From the line containing "Target: black glove" to the final line of the material below, copy each line exactly, including both endpoints, and leave out all other lines.

(Beginning of Supplied information)

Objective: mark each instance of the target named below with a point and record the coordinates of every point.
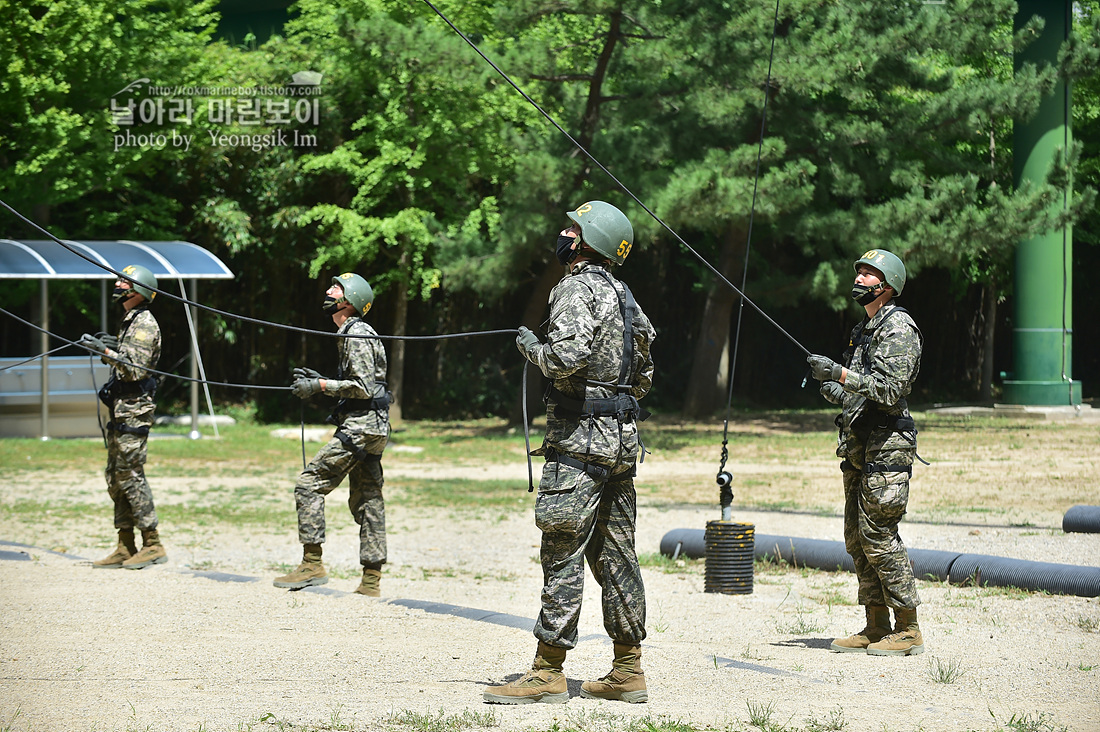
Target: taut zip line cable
(617, 182)
(724, 479)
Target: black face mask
(564, 253)
(866, 295)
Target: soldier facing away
(877, 443)
(596, 356)
(362, 421)
(129, 394)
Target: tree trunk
(395, 374)
(989, 309)
(708, 382)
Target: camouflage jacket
(139, 345)
(883, 362)
(582, 356)
(361, 375)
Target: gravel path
(171, 647)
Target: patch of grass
(1086, 623)
(1008, 592)
(833, 722)
(669, 566)
(10, 724)
(802, 624)
(945, 672)
(1037, 722)
(760, 716)
(441, 721)
(602, 721)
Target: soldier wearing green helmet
(596, 356)
(878, 445)
(362, 421)
(129, 394)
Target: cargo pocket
(562, 505)
(888, 494)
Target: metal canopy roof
(47, 260)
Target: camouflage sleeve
(363, 359)
(895, 359)
(572, 326)
(644, 335)
(140, 345)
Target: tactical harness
(873, 417)
(345, 406)
(116, 389)
(360, 454)
(624, 406)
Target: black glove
(92, 343)
(304, 388)
(832, 391)
(824, 368)
(526, 339)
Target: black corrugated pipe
(927, 564)
(1081, 520)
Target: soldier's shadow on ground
(805, 643)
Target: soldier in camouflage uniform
(597, 357)
(362, 421)
(129, 394)
(878, 444)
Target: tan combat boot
(125, 549)
(905, 640)
(545, 683)
(370, 583)
(878, 627)
(309, 572)
(152, 552)
(626, 681)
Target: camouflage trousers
(873, 505)
(583, 520)
(329, 467)
(125, 476)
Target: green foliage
(63, 63)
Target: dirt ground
(205, 643)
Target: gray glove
(92, 343)
(832, 391)
(526, 339)
(304, 388)
(824, 368)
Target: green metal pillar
(1042, 345)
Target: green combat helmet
(356, 291)
(888, 263)
(141, 280)
(605, 229)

(End of Supplied information)

[Worked solution]
Target: black glove
(92, 343)
(304, 388)
(832, 391)
(824, 368)
(526, 339)
Target: black corrugated pipe
(927, 564)
(1081, 520)
Target: soldier's shadow on ground
(805, 643)
Target: soldier in camouflage uniform
(597, 357)
(362, 421)
(129, 394)
(878, 444)
Target: tan combat boot
(125, 549)
(905, 640)
(545, 683)
(370, 583)
(878, 627)
(309, 572)
(152, 552)
(626, 681)
Target: camouflage trousers
(873, 505)
(583, 520)
(329, 467)
(125, 476)
Target: green foliage
(63, 63)
Target: dirt ground
(205, 643)
Target: gray glove
(92, 343)
(832, 391)
(526, 339)
(304, 388)
(824, 368)
Target: green metal pillar
(1042, 345)
Target: green combat helmet
(356, 291)
(888, 263)
(141, 280)
(605, 229)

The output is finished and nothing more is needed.